▶ **Reading text**:
↓

Mayhew: COVID Hospitalizations Approaching Peak Levels In Florida
Mary Mayhew, president and CEO of the Florida Hospital Association, says the delta variant is sending thousands of mostly unvaccinated patients into hospitals. Health workers are feeling the strain.
COVID-19 hospitalizations in Florida are reaching some of their highest levels yet during the pandemic.
As of Thursday afternoon, 8,907 people were currently hospitalized with confirmed cases of the disease statewide, according to the latest update from the Florida Hospital Association. The organization announced it will start sharing daily hospitalization updates. The state stopped doing so in June.
Thursday’s numbers are close to the peak the state recorded on July 23, 2020, which was 10,179.
Health News Florida's Stephanie Colombini talked to FHA president and former secretary of the state Agency for Health Care Administration Mary Mayhew about how hospitals are handling the spike in patients.
How is this surge affecting hospitals differently from the ones we experienced in the winter and last summer?
What we are seeing is a rapid increase in COVID hospitalizations at a rate that was not experienced in the past. We have hospitals in certain areas of the state that have already greatly exceeded their previous peaks. Northeast Florida, in the Jacksonville area, they are between 192% and 150% of their previous peak.
What’s also important to understand is that there is an overall dramatic increase in the need for non-COVID hospitalizations, so hospitals are seeing all of their beds occupied. Electives [elective surgeries] previously, they were reopened at that point [last summer], but we were not seeing anywhere near the demand for other hospital services, so we had more available beds, more staff.
The other important point is the delta variant is far more infectious than the strain of COVID we've been battling over the last year. We have a much younger population that is now in the hospital. A year ago, if they got COVID, they were likely not requiring hospitalization. You now have 20 year-olds in the hospital, in intensive care and on ventilators. It is beyond what we saw in the past.
And are most patients unvaccinated?
Over 95% of those who are hospitalized [with COVID-19] are unvaccinated. It is burning through unvaccinated populations.
Now, it’s important that people get vaccinated. The problem right now is it takes several weeks for you to be fully protected. So unfortunately, we are going to continue to see an escalation in the number of those hospitalized for COVID.
How are hospitals adapting to handle this?

↑

[Point localization items]
↓

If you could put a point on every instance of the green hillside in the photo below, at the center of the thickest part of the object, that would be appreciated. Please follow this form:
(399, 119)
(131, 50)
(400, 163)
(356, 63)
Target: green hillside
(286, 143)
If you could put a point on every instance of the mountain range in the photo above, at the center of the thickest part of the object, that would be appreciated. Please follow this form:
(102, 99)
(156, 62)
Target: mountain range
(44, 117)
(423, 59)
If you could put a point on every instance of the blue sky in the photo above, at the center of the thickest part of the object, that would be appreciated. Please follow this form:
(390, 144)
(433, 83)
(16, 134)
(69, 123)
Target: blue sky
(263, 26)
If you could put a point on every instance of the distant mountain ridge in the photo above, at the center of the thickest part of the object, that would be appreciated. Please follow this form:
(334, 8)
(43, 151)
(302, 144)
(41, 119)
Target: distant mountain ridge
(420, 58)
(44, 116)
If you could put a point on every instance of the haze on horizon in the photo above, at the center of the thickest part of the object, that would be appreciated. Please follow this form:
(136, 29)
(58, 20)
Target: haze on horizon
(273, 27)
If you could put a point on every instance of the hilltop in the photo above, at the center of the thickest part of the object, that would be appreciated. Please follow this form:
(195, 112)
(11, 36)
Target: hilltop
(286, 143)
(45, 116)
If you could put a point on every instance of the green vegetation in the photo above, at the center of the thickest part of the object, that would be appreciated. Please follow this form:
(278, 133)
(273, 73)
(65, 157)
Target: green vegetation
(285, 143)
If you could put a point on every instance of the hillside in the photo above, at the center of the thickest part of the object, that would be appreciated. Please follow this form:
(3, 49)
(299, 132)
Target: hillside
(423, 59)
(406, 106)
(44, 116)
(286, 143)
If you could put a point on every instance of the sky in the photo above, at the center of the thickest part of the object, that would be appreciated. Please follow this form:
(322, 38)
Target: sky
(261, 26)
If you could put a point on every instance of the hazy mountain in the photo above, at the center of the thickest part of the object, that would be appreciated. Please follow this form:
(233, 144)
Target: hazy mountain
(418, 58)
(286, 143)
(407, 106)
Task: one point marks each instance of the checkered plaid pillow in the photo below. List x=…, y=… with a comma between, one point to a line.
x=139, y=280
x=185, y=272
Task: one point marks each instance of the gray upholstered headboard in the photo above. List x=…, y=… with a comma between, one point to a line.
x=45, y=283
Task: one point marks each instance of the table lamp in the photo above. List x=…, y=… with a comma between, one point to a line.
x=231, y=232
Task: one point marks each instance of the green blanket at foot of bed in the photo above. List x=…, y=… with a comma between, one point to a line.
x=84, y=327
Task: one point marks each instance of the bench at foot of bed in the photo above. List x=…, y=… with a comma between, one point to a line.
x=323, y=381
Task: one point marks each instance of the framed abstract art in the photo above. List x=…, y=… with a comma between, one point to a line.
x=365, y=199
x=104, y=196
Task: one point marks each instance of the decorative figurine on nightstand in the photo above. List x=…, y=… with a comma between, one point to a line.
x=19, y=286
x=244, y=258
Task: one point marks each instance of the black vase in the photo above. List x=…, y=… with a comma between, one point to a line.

↑

▶ **Problems to solve**:
[1] Quote the part of the Florida COVID hospitalizations text between "The other important" and "most patients unvaccinated?", inclusive.
[2] Extend the interview on Florida COVID hospitalizations, picking up right after its last line.

▶ **List of answers**:
[1]
The other important point is the delta variant is far more infectious than the strain of COVID we've been battling over the last year. We have a much younger population that is now in the hospital. A year ago, if they got COVID, they were likely not requiring hospitalization. You now have 20 year-olds in the hospital, in intensive care and on ventilators. It is beyond what we saw in the past.
And are most patients unvaccinated?

[2]
The one thing that I would absolutely underscore is that in Florida, our hospitals have always been well prepared related to emergencies and their surge plans because of their response to hurricanes. I won't even try to make it sound like there's any analogy there because of the length of time that our hospitals have sustained their response to this public health emergency, but they know how to surge.
They have examined every square inch of their hospitals to determine what can be converted. They are reducing certain services in order to redeploy their staff into the hospital at the bedside. It's a challenge that is further compounded by workforce shortages. So our hospitals are making lots of decisions to restrict electives, curtail visitation, in order to support their ability to respond to this ever-increasing demand.
What are you hearing from health workers? They've been at this for so long.
My heart breaks for our dedicated frontline health care heroes. You know, I’ve said all along, there is no pause button for 24/7 health care. The physical and mental toll that this has taken, but they've been there. They are amazing. And these are difficult jobs and they are experiencing, you know, some very traumatic experiences at the bedside.
We are all trying to help support the environment, the morale, to retain our staff, and then certainly we are looking at ways to continue to recruit in order to support what’s needed at the bedside.
Some staff aren't vaccinated yet, so what can be done to keep everyone safe?
Hospitals we're not seeing transmission of COVID within the hospital, their infection control standards are superior. The issue is we need a healthy workforce who is able to support this increasing demand. So hospitals are, based on their circumstances, based on the individual needs of their workforce, are looking at ways to further encourage the vaccination of their health care staff to get those numbers up.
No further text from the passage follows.